Short task 1 |
Reproduce the stretch of the child support ruling from "[68]             In Wesemann, 1999" through "will be inappropriate.", keeping every word and mark unchanged.

Text passage |
Conclusion on prospective child support

[66]             Applying the Guidelines as if Jamie was under the age of majority results in Michael Gillis being required to pay child support of $784.00 each month (the table amount of support) and to pay a proportionate share of university costs of ($8,695.38).  This provides $18,103.38 to meet Jamie’s annual needs.  Mr. Gillis’ total monthly child support payment would be $1,508.62.

[67]             This approach results in providing funds for Jamie’s support while at Ms. Gillis’ home though Jamie does not live there full-time.  To the extent that this provides money to Ms. Gillis which exceeds what she requires to care for Jamie when he is home, it enables her to contribute to Jamie’s post-secondary education expenses without requiring additional spousal support from Mr. Gillis.  Ms. Gillis’ current earnings are $4,117.00, well below the level that would compel her to pay child support.  Her income only reaches the level where the Guidelines apply because she receives spousal support. 

[68]             In Wesemann, 1999 CanLII 5873 (BC SC) at paragraph 31, Justice Martinson suggested that the closer a child’s circumstances match those where the Guidelines apply (for example, the child lives at home, the parent who provides the home makes a significant contribution to the child’s support by providing the home, the child does not earn an income and is dependent on the parents), the less likely the approach in clause 3(2)(a) will be inappropriate. 

[69]             Here, I have evidence that Jamie is at home for one month at Christmas, every weekend from May to September and three or four weekends for each of the months of September, October, November, February, March and April.  He is home, I estimate, slightly more than one hundred days each year. His mother makes some provision to his support by providing a home.  Jamie earns an income and has other means and is not wholly dependent on his parents.

Dataset records |
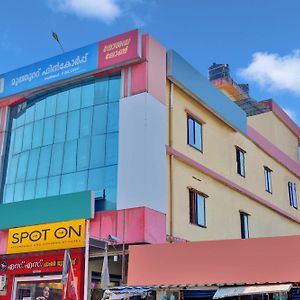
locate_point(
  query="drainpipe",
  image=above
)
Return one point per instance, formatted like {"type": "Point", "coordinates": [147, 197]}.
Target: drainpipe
{"type": "Point", "coordinates": [170, 143]}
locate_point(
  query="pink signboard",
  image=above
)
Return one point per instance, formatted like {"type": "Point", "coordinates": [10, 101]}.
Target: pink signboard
{"type": "Point", "coordinates": [120, 49]}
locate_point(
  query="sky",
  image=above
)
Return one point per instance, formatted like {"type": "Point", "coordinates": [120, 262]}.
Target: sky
{"type": "Point", "coordinates": [259, 39]}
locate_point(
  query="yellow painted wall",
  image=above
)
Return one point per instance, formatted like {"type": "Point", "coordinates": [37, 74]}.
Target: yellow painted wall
{"type": "Point", "coordinates": [222, 210]}
{"type": "Point", "coordinates": [273, 129]}
{"type": "Point", "coordinates": [219, 142]}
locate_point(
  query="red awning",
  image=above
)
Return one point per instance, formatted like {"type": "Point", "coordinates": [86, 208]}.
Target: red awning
{"type": "Point", "coordinates": [226, 262]}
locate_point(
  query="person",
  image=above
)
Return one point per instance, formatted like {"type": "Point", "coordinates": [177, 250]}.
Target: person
{"type": "Point", "coordinates": [46, 293]}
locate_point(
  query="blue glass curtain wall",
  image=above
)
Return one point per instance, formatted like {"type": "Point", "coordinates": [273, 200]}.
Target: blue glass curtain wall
{"type": "Point", "coordinates": [65, 142]}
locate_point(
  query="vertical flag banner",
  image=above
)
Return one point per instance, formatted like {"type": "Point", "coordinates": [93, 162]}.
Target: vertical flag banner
{"type": "Point", "coordinates": [66, 266]}
{"type": "Point", "coordinates": [105, 280]}
{"type": "Point", "coordinates": [68, 278]}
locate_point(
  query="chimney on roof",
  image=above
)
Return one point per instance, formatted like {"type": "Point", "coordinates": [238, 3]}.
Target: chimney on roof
{"type": "Point", "coordinates": [219, 75]}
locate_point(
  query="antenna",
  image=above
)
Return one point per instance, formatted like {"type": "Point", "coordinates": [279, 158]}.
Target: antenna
{"type": "Point", "coordinates": [55, 36]}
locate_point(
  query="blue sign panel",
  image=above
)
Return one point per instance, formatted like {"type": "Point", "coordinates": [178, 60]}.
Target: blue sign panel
{"type": "Point", "coordinates": [56, 68]}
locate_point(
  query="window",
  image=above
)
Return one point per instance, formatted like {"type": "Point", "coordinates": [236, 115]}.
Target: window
{"type": "Point", "coordinates": [244, 225]}
{"type": "Point", "coordinates": [240, 161]}
{"type": "Point", "coordinates": [292, 194]}
{"type": "Point", "coordinates": [60, 143]}
{"type": "Point", "coordinates": [268, 180]}
{"type": "Point", "coordinates": [194, 133]}
{"type": "Point", "coordinates": [197, 208]}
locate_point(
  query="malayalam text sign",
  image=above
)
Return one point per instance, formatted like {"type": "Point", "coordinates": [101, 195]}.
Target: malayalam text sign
{"type": "Point", "coordinates": [56, 68]}
{"type": "Point", "coordinates": [120, 49]}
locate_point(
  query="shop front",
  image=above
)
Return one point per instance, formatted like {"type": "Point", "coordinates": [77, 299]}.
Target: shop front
{"type": "Point", "coordinates": [33, 264]}
{"type": "Point", "coordinates": [38, 276]}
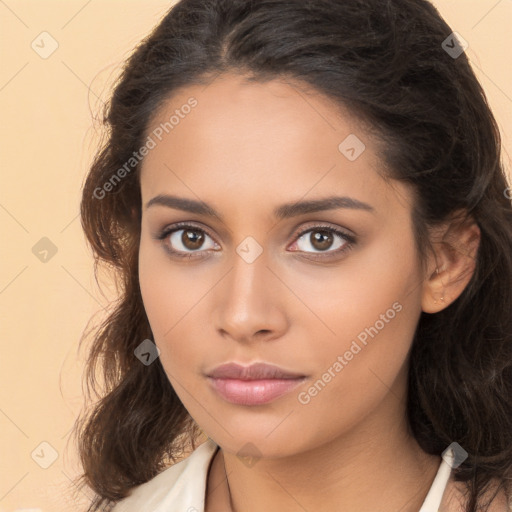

Short task 2 |
Report each line of the listing above that contains the string "vertical", copied in full.

Complete response 1 |
[68]             In Wesemann, 1999 CanLII 5873 (BC SC) at paragraph 31, Justice Martinson suggested that the closer a child’s circumstances match those where the Guidelines apply (for example, the child lives at home, the parent who provides the home makes a significant contribution to the child’s support by providing the home, the child does not earn an income and is dependent on the parents), the less likely the approach in clause 3(2)(a) will be inappropriate.

Complete response 2 |
  query="vertical flag banner",
Target: vertical flag banner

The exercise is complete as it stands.